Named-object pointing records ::
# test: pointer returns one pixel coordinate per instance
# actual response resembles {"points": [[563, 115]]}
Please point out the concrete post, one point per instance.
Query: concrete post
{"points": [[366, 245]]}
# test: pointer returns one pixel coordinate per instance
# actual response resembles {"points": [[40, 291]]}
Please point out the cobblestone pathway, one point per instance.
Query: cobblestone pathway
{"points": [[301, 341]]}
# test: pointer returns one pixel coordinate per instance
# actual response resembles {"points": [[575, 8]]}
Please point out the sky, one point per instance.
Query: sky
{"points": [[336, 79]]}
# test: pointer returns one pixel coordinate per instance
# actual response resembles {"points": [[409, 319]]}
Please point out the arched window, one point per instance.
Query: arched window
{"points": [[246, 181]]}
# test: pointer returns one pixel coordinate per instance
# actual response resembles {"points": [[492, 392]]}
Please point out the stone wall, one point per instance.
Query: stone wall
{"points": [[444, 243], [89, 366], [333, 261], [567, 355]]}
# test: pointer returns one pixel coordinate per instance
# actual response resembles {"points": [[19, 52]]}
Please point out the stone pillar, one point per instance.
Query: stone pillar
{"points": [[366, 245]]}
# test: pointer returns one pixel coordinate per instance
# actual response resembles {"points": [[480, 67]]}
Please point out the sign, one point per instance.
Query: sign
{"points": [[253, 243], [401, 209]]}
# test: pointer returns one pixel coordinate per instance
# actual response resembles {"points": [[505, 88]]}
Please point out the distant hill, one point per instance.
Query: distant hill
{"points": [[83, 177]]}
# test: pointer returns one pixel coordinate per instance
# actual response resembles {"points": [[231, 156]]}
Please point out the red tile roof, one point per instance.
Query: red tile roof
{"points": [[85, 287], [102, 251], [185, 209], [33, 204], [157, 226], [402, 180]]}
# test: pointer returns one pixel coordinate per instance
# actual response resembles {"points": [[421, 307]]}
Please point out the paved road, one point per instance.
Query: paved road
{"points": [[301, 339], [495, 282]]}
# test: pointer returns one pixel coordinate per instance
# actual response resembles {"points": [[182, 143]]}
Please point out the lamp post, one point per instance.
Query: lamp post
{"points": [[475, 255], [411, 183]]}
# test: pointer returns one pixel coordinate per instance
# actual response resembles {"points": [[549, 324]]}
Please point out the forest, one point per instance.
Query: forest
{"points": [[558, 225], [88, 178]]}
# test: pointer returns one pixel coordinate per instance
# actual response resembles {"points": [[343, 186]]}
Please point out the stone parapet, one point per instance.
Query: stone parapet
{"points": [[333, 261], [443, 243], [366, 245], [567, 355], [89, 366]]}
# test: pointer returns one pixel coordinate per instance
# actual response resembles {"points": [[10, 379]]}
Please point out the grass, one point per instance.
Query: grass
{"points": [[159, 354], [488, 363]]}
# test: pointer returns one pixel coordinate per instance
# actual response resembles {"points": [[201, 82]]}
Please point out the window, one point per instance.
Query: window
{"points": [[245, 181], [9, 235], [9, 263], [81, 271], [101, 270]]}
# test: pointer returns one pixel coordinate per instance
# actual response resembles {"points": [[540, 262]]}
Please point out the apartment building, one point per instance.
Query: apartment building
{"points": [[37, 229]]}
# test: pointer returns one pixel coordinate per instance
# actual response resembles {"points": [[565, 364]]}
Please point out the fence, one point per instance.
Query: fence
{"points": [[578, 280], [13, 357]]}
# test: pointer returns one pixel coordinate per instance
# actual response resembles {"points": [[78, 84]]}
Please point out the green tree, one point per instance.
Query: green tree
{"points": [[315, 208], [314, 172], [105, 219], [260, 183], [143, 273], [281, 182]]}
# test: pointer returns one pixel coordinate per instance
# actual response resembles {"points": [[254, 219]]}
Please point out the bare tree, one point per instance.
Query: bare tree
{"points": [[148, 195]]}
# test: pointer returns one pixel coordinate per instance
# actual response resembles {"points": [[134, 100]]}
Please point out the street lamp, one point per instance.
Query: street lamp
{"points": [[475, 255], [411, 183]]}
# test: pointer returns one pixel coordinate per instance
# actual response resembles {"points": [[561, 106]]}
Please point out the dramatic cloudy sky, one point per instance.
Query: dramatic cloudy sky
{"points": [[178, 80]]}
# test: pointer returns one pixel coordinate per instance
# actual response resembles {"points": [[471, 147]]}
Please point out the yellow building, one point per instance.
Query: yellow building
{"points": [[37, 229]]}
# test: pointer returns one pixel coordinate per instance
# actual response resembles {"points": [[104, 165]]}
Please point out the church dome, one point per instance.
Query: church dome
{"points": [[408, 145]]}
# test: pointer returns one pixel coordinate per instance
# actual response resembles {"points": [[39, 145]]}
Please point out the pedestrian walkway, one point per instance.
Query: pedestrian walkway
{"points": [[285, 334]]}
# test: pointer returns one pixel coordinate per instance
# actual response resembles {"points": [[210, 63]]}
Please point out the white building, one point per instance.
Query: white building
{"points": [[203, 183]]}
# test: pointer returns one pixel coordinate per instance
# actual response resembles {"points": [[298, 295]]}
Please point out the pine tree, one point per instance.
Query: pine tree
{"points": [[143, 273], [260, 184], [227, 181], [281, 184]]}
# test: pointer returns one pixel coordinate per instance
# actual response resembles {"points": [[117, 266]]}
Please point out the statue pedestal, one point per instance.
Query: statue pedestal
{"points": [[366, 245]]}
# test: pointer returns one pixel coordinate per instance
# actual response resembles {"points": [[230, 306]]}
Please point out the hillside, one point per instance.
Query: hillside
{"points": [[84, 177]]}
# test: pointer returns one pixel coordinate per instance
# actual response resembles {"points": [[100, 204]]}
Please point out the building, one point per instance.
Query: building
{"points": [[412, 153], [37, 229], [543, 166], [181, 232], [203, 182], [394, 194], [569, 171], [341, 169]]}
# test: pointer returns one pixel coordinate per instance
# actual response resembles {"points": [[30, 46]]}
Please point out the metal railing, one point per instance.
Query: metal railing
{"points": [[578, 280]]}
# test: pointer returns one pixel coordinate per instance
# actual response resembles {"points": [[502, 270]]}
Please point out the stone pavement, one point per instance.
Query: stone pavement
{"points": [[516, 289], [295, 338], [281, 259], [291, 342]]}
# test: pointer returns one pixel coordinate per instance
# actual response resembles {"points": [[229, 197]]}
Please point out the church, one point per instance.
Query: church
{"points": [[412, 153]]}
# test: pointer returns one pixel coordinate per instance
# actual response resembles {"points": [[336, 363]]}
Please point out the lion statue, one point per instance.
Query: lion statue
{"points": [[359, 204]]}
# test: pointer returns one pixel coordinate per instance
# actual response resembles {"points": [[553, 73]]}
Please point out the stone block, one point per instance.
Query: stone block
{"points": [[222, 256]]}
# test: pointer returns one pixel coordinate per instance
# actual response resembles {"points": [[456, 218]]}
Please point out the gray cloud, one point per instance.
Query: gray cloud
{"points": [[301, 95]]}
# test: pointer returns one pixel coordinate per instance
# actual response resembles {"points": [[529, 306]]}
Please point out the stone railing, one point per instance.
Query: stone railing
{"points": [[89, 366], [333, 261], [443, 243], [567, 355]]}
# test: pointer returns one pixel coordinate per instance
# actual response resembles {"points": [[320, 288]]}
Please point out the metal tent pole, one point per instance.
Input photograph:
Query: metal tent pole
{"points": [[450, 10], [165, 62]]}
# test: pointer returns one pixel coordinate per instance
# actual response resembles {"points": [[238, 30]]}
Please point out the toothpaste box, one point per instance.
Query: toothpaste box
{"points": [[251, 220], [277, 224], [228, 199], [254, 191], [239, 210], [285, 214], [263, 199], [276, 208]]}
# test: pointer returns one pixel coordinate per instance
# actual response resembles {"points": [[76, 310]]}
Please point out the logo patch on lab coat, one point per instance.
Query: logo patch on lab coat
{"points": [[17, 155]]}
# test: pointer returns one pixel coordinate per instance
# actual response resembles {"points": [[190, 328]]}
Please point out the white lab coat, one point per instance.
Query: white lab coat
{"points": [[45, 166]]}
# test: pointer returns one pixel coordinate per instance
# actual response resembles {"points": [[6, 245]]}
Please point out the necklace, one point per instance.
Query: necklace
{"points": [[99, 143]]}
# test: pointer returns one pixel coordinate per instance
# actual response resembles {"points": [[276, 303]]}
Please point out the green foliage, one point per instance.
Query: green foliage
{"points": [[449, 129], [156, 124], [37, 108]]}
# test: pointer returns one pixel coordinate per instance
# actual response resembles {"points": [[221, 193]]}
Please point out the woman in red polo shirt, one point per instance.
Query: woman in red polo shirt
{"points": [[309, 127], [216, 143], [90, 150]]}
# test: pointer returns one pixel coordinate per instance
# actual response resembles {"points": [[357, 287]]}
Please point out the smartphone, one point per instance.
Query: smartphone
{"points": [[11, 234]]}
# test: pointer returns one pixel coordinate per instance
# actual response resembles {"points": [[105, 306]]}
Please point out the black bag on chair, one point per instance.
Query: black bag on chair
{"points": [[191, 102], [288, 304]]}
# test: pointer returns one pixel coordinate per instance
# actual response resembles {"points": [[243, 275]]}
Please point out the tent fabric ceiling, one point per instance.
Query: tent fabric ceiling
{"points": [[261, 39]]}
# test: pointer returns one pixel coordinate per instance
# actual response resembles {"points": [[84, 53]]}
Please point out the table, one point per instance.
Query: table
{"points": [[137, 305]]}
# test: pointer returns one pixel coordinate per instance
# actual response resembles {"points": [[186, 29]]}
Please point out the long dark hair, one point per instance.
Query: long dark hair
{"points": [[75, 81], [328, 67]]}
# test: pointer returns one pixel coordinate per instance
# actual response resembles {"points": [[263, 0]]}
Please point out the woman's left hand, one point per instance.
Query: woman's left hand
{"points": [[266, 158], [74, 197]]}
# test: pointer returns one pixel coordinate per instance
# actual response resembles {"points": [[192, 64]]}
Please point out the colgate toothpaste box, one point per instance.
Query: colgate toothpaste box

Short exercise ::
Copy out each line of the material above that contains the word "chair".

Exercise solution ::
Please point out the black bag on chair, one point per instance.
Query: black bag on chair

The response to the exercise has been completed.